Dataset extract:
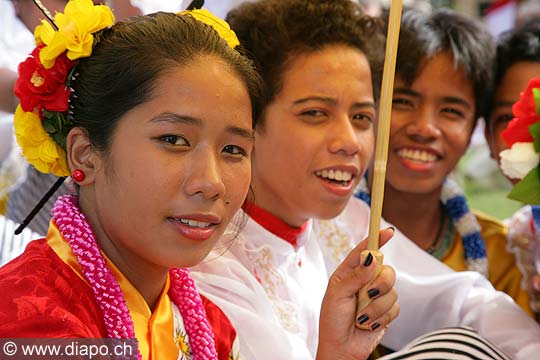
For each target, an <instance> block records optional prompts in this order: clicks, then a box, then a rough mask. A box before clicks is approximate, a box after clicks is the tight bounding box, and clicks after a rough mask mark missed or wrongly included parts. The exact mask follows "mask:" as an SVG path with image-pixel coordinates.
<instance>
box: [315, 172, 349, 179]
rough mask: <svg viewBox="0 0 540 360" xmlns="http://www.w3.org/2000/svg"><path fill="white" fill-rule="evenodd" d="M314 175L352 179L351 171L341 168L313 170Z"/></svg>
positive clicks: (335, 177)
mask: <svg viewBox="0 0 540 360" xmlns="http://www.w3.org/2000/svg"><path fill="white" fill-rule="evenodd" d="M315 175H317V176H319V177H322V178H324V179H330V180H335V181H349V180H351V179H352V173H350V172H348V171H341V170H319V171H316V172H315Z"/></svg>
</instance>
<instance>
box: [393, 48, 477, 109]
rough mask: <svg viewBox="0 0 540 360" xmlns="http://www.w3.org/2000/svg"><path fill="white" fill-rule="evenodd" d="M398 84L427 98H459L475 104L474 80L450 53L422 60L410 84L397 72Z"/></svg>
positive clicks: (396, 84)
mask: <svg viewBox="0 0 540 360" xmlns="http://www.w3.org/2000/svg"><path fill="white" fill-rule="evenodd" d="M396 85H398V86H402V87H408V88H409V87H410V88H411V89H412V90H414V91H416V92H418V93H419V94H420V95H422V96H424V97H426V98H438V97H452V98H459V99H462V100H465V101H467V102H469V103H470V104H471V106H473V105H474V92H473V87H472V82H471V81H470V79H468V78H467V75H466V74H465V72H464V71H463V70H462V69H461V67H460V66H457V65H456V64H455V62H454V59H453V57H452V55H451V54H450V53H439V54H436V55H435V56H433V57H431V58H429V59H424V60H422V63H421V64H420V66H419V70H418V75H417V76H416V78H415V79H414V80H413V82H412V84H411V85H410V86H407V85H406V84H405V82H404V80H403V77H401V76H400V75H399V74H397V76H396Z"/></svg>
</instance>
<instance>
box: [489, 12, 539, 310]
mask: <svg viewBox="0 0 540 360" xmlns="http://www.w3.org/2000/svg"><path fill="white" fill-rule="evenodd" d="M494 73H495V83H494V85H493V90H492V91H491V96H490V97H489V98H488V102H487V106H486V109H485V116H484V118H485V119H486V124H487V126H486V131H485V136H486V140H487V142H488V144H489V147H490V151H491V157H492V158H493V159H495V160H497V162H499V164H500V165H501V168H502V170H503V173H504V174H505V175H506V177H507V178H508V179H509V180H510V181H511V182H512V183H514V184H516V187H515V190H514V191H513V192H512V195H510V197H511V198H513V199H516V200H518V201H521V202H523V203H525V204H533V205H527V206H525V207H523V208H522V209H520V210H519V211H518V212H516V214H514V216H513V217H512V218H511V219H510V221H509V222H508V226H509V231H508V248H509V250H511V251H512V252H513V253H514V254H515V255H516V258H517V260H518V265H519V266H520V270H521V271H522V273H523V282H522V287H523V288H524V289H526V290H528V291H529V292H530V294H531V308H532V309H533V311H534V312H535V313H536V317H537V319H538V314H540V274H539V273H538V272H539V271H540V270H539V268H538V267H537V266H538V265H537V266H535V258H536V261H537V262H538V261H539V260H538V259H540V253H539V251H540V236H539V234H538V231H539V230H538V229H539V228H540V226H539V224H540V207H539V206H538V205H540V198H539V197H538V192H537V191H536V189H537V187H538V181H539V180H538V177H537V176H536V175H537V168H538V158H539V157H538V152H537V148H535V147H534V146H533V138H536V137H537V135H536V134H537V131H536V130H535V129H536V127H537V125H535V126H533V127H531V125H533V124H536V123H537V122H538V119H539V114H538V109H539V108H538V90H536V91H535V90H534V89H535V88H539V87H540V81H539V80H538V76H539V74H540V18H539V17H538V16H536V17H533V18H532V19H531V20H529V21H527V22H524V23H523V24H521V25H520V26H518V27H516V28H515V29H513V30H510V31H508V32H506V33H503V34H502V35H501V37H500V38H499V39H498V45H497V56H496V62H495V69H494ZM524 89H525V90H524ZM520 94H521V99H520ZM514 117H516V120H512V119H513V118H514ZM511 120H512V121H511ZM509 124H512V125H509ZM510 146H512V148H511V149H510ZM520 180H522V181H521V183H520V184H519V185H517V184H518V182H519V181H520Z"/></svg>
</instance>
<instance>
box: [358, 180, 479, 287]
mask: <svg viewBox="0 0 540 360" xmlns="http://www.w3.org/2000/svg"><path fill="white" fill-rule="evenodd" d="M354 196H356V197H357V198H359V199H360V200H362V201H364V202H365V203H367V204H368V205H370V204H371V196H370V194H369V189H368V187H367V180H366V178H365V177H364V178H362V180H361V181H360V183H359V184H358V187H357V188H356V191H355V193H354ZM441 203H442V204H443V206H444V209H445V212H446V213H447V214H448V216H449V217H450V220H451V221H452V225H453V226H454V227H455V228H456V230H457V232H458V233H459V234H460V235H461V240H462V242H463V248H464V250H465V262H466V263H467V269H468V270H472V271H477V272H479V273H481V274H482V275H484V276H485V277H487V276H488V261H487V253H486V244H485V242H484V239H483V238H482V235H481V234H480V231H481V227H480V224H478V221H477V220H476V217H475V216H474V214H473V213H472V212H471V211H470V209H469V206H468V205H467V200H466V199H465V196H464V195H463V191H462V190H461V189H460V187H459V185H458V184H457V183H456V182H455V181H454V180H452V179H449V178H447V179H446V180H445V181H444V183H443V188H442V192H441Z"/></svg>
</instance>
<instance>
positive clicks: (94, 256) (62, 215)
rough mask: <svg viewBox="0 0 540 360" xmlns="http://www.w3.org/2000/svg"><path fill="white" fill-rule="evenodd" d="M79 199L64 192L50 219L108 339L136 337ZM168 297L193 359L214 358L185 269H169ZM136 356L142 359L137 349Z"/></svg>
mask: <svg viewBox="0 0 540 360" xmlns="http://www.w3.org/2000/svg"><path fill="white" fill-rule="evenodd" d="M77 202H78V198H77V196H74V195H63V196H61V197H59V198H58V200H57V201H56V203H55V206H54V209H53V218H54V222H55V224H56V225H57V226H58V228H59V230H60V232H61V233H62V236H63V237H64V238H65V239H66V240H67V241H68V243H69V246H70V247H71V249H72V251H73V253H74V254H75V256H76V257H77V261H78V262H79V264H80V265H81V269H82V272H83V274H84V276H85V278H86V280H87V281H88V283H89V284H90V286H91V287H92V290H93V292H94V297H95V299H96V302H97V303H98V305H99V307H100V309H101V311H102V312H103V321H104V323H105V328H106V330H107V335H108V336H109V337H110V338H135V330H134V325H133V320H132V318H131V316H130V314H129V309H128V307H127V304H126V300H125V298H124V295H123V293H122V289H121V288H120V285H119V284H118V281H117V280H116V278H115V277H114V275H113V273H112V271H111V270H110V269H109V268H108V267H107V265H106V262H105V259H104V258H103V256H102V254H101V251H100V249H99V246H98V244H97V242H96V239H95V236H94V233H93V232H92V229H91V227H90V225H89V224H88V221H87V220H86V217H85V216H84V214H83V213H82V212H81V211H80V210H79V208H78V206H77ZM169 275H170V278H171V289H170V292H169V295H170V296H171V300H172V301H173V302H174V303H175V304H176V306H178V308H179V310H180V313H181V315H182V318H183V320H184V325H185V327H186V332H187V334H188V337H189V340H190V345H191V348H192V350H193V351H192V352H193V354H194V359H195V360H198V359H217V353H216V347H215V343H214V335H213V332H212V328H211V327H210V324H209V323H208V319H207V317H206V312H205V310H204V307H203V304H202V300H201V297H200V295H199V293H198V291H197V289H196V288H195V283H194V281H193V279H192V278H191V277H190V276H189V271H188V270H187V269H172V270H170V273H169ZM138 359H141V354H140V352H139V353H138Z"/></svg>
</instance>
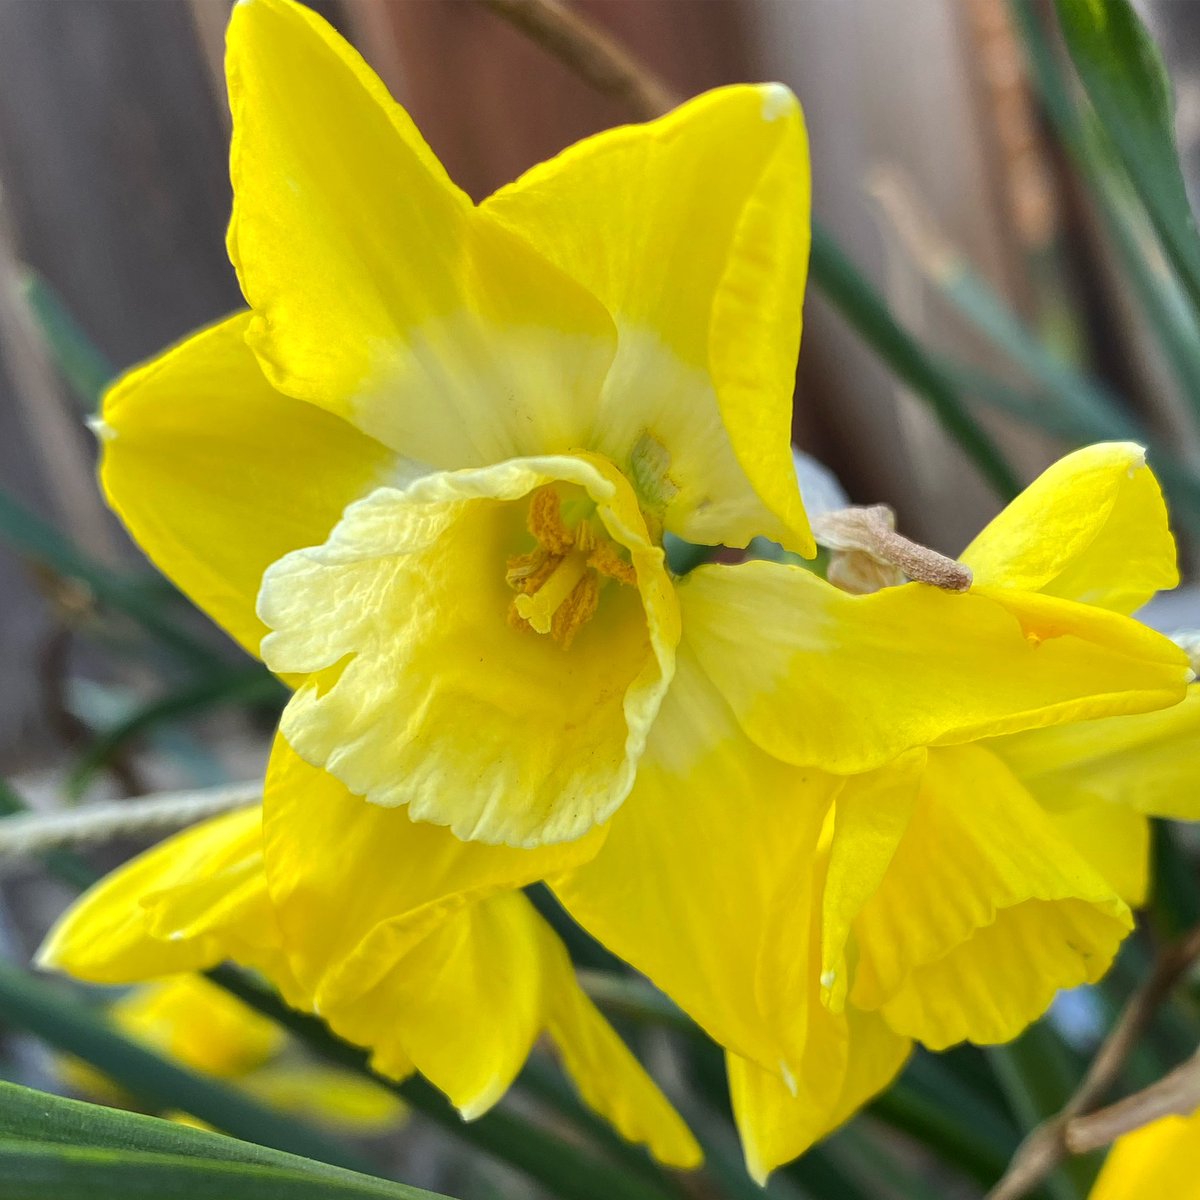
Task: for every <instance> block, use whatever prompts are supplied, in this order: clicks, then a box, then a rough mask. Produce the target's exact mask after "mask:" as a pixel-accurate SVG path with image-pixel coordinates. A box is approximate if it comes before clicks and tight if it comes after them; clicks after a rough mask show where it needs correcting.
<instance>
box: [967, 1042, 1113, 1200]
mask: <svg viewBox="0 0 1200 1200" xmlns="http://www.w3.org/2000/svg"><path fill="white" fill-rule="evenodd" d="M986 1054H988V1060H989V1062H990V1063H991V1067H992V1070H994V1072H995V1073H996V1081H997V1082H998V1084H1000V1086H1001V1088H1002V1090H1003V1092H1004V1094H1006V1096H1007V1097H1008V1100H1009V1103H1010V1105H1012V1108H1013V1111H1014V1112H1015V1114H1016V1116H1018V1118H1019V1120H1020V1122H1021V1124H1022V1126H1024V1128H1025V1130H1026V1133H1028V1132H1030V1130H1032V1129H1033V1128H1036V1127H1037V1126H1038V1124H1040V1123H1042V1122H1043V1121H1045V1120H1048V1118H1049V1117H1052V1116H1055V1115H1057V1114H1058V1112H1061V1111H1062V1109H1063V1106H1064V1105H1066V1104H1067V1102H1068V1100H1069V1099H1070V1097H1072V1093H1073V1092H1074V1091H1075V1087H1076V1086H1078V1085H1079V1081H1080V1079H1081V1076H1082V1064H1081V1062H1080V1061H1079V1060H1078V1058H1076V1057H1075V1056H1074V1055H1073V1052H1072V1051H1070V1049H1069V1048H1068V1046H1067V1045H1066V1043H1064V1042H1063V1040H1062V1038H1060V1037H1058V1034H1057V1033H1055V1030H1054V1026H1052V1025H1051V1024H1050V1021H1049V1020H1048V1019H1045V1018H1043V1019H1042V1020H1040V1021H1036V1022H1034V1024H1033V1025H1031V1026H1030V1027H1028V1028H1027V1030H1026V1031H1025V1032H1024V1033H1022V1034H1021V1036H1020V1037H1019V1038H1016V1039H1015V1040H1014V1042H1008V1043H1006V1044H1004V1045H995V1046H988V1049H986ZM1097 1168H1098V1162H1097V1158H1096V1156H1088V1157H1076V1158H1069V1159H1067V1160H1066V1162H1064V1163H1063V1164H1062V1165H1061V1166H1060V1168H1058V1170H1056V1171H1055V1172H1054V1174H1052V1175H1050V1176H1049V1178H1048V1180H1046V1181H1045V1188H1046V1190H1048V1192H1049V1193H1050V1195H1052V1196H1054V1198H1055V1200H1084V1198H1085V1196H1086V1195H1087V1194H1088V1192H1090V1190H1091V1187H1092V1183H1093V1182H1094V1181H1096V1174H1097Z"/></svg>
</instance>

What this task involves:
How many lines in the entries contain the string "positive"? Reply with the number alone.

Exercise result:
3